#### OBJETIVO DECLARADO
Separe todas as linhas da listagem que contêm a palavra "blurred", levando em conta a diferença entre maiúsculas e minúsculas.

#### TRECHOS DA LISTAGEM
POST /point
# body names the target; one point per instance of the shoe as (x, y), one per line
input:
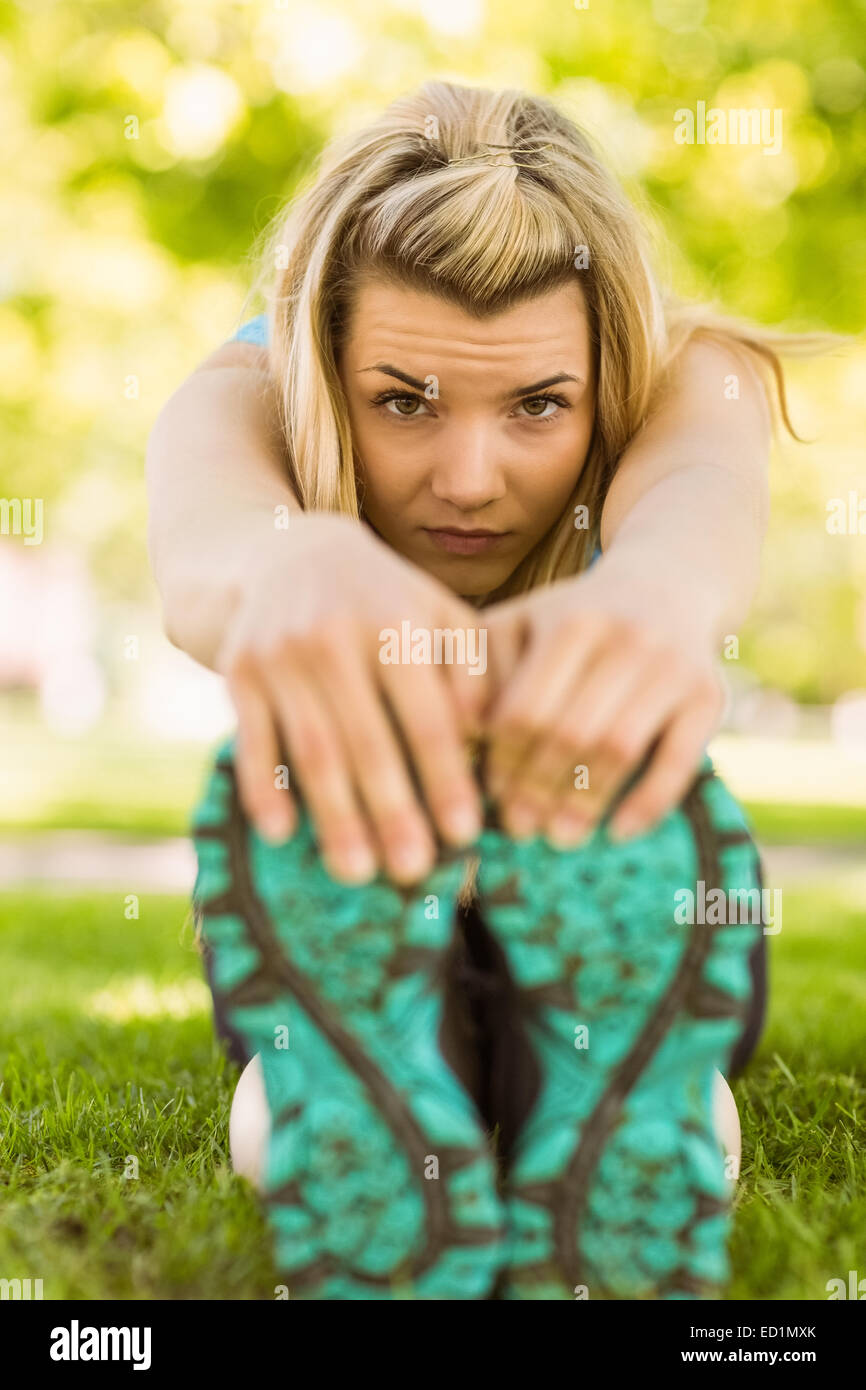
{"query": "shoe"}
(617, 1183)
(378, 1178)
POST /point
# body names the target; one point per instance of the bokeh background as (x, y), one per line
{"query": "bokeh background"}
(145, 149)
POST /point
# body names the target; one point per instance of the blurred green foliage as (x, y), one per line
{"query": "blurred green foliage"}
(148, 146)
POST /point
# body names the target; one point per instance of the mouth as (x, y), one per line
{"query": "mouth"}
(456, 541)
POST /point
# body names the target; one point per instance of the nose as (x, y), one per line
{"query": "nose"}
(469, 471)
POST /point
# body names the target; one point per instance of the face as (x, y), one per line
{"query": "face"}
(466, 426)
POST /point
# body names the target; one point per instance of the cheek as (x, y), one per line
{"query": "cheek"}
(549, 483)
(384, 466)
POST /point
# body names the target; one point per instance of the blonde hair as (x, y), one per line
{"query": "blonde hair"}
(483, 198)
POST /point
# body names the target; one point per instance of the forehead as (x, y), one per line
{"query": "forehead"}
(388, 319)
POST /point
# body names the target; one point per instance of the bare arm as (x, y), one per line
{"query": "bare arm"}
(631, 645)
(688, 505)
(216, 471)
(292, 619)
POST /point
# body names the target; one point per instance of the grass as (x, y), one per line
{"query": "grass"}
(107, 1055)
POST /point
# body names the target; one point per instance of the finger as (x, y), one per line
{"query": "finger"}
(670, 767)
(620, 749)
(270, 808)
(424, 710)
(606, 684)
(535, 694)
(320, 765)
(377, 761)
(470, 681)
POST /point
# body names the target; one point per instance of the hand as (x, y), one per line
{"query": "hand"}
(591, 673)
(303, 669)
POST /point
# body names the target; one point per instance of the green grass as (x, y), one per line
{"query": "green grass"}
(106, 1051)
(791, 822)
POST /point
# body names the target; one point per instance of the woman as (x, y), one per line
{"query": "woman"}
(467, 257)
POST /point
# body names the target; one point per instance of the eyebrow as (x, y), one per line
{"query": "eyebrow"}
(388, 370)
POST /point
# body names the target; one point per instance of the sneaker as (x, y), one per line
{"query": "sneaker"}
(617, 1184)
(378, 1176)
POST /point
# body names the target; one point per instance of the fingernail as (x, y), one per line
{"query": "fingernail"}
(274, 827)
(355, 862)
(569, 831)
(410, 859)
(520, 819)
(462, 823)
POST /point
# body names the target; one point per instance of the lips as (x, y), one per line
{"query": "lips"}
(464, 542)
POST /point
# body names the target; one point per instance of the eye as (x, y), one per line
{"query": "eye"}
(399, 398)
(545, 401)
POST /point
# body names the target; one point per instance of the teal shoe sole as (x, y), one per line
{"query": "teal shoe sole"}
(617, 1184)
(380, 1180)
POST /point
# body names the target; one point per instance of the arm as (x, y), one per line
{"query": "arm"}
(292, 619)
(630, 647)
(216, 470)
(690, 501)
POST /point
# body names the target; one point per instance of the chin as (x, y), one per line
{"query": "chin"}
(470, 578)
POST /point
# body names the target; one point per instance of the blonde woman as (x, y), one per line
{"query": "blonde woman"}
(438, 866)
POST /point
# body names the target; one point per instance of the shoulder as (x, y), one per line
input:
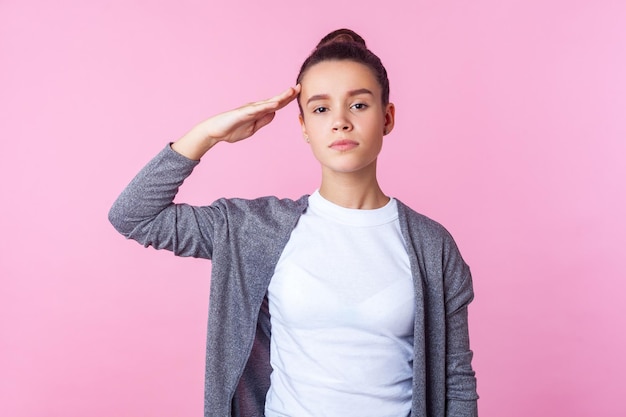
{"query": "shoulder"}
(419, 223)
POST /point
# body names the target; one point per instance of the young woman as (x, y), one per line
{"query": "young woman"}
(342, 303)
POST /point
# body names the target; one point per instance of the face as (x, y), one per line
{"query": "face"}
(343, 117)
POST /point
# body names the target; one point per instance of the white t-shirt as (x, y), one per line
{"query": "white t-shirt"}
(342, 309)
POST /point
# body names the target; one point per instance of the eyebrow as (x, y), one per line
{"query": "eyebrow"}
(350, 94)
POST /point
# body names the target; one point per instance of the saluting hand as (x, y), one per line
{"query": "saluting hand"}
(234, 125)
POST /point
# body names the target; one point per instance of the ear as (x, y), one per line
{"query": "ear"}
(390, 118)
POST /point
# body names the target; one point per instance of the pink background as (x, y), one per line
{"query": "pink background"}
(511, 131)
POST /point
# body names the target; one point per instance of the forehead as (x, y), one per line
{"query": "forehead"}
(330, 77)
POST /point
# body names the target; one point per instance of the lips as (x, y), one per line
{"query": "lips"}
(343, 145)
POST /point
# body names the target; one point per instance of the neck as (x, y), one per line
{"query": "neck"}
(352, 190)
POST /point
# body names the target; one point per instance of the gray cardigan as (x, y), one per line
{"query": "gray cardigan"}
(244, 239)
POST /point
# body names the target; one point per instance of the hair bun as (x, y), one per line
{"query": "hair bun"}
(342, 35)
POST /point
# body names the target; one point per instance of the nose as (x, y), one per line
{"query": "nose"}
(341, 123)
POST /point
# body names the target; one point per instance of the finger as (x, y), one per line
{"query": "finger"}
(264, 121)
(285, 96)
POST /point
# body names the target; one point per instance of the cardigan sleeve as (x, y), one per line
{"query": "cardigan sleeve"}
(461, 393)
(145, 210)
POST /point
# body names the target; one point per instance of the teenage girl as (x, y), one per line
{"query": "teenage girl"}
(342, 303)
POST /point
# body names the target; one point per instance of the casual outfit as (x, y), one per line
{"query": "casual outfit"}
(390, 323)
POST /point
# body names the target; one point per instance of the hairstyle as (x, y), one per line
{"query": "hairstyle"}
(345, 44)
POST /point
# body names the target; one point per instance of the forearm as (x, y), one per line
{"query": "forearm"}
(195, 143)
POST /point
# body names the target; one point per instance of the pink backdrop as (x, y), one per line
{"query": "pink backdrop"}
(511, 131)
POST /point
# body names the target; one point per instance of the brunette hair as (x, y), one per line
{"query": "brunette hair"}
(345, 44)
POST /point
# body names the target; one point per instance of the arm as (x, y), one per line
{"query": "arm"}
(461, 393)
(145, 210)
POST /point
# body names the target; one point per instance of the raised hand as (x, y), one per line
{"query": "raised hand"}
(234, 125)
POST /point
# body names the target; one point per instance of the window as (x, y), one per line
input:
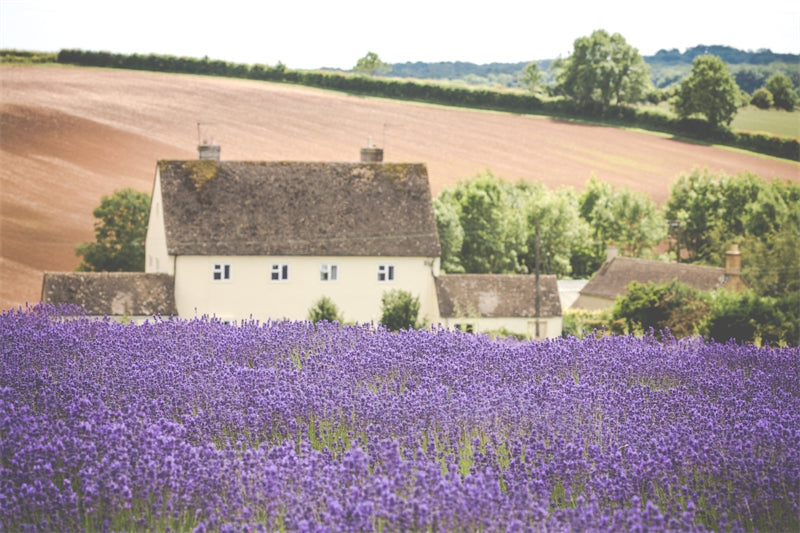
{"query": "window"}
(385, 272)
(279, 272)
(328, 272)
(222, 272)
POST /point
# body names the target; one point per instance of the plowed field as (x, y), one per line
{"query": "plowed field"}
(70, 135)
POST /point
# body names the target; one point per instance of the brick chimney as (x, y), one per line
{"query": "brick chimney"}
(371, 153)
(733, 270)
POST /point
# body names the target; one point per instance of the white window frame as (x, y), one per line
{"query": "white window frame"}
(221, 272)
(279, 272)
(386, 273)
(329, 272)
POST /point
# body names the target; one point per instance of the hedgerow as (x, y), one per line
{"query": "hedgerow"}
(294, 426)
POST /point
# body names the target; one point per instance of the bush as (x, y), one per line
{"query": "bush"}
(324, 310)
(762, 99)
(399, 310)
(749, 318)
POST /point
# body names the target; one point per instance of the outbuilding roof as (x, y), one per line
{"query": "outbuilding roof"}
(112, 293)
(612, 278)
(297, 208)
(496, 295)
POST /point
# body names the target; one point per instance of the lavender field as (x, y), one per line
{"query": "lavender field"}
(199, 426)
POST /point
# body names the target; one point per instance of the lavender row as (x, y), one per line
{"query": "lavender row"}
(200, 425)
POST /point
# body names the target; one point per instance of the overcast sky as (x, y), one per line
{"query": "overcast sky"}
(335, 33)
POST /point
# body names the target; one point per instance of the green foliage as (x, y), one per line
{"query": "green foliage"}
(762, 98)
(493, 234)
(707, 212)
(563, 234)
(602, 69)
(400, 310)
(748, 317)
(787, 147)
(783, 92)
(23, 57)
(487, 225)
(580, 322)
(672, 305)
(627, 218)
(370, 65)
(451, 233)
(531, 77)
(709, 90)
(324, 310)
(120, 233)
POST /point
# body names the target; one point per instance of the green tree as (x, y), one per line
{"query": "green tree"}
(627, 218)
(120, 231)
(451, 234)
(762, 98)
(400, 310)
(602, 69)
(748, 317)
(672, 305)
(494, 230)
(709, 90)
(783, 92)
(324, 310)
(531, 77)
(371, 64)
(562, 232)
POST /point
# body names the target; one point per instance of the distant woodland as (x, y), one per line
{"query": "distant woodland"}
(750, 69)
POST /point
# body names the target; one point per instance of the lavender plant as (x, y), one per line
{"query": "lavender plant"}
(199, 425)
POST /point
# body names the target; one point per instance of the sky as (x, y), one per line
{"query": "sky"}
(336, 33)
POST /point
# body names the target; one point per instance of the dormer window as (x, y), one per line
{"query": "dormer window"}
(279, 272)
(385, 272)
(222, 272)
(328, 272)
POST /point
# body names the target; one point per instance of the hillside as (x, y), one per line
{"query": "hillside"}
(751, 69)
(70, 135)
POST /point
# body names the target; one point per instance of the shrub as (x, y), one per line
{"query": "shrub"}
(672, 305)
(399, 310)
(762, 99)
(324, 310)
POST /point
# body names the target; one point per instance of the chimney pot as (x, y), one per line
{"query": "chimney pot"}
(611, 252)
(733, 261)
(371, 155)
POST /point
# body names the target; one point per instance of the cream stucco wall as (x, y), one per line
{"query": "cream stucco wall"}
(549, 327)
(156, 258)
(251, 292)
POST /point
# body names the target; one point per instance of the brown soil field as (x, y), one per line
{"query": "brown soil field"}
(70, 135)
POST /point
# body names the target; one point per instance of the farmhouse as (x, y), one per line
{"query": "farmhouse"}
(618, 272)
(267, 240)
(494, 302)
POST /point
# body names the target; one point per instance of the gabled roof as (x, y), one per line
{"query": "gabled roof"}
(496, 295)
(297, 208)
(615, 274)
(112, 293)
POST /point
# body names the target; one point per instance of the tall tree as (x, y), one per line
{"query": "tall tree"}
(783, 92)
(709, 90)
(120, 232)
(602, 69)
(627, 218)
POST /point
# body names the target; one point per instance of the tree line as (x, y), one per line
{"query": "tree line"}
(616, 109)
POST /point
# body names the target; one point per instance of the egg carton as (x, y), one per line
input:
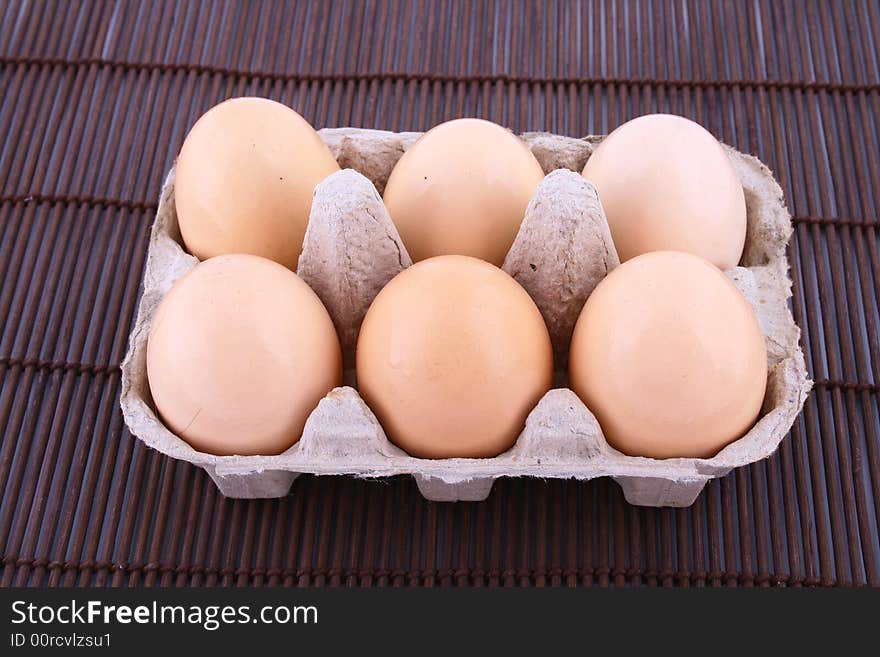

#### RESULTADO DA TAREFA
# body names the target; one point per instance of the blurred green foliage as (x, y), one per line
{"query": "blurred green foliage"}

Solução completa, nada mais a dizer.